** What you should do **
If a line below contains "white", count it. Report the final total and nothing more.

** Input **
━━━━━━

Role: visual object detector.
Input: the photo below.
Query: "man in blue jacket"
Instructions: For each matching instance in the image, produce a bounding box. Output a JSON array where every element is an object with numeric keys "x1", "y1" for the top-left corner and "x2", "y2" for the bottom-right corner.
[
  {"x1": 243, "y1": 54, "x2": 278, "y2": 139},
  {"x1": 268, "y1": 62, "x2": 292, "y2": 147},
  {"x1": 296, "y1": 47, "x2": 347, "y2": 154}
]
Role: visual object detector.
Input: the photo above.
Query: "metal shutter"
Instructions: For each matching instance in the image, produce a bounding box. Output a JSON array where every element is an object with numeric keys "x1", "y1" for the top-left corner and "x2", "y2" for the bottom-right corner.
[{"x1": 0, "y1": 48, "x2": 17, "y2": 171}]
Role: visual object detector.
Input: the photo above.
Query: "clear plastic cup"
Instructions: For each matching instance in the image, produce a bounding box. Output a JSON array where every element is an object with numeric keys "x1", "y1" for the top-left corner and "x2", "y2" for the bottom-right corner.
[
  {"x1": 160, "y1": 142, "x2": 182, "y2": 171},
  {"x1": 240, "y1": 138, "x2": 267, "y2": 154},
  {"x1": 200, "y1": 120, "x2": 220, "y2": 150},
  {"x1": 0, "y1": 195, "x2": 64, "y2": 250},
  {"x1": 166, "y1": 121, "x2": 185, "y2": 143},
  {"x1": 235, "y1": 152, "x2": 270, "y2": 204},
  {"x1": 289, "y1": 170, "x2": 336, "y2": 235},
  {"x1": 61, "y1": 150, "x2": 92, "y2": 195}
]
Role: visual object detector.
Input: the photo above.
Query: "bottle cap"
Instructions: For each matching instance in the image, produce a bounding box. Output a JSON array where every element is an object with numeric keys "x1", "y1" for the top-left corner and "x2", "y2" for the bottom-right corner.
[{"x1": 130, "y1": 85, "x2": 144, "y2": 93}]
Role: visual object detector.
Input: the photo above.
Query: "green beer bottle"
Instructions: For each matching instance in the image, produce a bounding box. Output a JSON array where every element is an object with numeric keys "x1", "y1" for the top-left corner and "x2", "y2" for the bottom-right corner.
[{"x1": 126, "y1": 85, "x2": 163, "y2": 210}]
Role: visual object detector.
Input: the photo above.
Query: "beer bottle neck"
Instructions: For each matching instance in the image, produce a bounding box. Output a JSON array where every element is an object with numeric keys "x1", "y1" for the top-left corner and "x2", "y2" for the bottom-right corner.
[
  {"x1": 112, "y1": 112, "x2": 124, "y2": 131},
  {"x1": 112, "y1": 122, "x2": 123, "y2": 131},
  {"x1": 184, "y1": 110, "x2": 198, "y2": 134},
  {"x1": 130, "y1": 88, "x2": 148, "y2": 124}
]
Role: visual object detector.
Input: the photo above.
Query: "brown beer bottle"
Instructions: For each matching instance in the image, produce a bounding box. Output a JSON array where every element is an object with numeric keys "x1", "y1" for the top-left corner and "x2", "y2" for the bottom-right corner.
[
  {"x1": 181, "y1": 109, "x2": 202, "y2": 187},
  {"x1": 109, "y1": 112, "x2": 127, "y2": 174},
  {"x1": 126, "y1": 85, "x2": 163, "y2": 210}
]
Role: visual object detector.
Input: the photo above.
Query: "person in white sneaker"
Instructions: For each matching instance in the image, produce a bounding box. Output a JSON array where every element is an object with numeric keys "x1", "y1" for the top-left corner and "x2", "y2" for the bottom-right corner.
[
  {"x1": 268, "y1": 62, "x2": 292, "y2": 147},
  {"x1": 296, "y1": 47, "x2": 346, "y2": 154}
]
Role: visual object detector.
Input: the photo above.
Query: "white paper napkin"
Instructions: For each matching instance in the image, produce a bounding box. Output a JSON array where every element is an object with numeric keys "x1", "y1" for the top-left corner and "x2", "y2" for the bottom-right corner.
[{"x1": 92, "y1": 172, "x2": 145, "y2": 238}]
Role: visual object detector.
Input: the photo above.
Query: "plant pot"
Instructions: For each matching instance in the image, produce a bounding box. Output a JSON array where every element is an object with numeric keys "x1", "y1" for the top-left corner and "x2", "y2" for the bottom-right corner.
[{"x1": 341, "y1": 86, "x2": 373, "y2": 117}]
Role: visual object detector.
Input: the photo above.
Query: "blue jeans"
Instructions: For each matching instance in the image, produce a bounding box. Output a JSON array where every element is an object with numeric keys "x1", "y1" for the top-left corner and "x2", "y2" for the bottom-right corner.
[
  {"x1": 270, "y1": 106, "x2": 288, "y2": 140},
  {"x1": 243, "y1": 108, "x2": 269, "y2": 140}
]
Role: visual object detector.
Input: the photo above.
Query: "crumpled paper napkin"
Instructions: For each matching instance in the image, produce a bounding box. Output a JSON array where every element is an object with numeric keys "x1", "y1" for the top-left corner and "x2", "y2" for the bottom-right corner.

━━━━━━

** Result **
2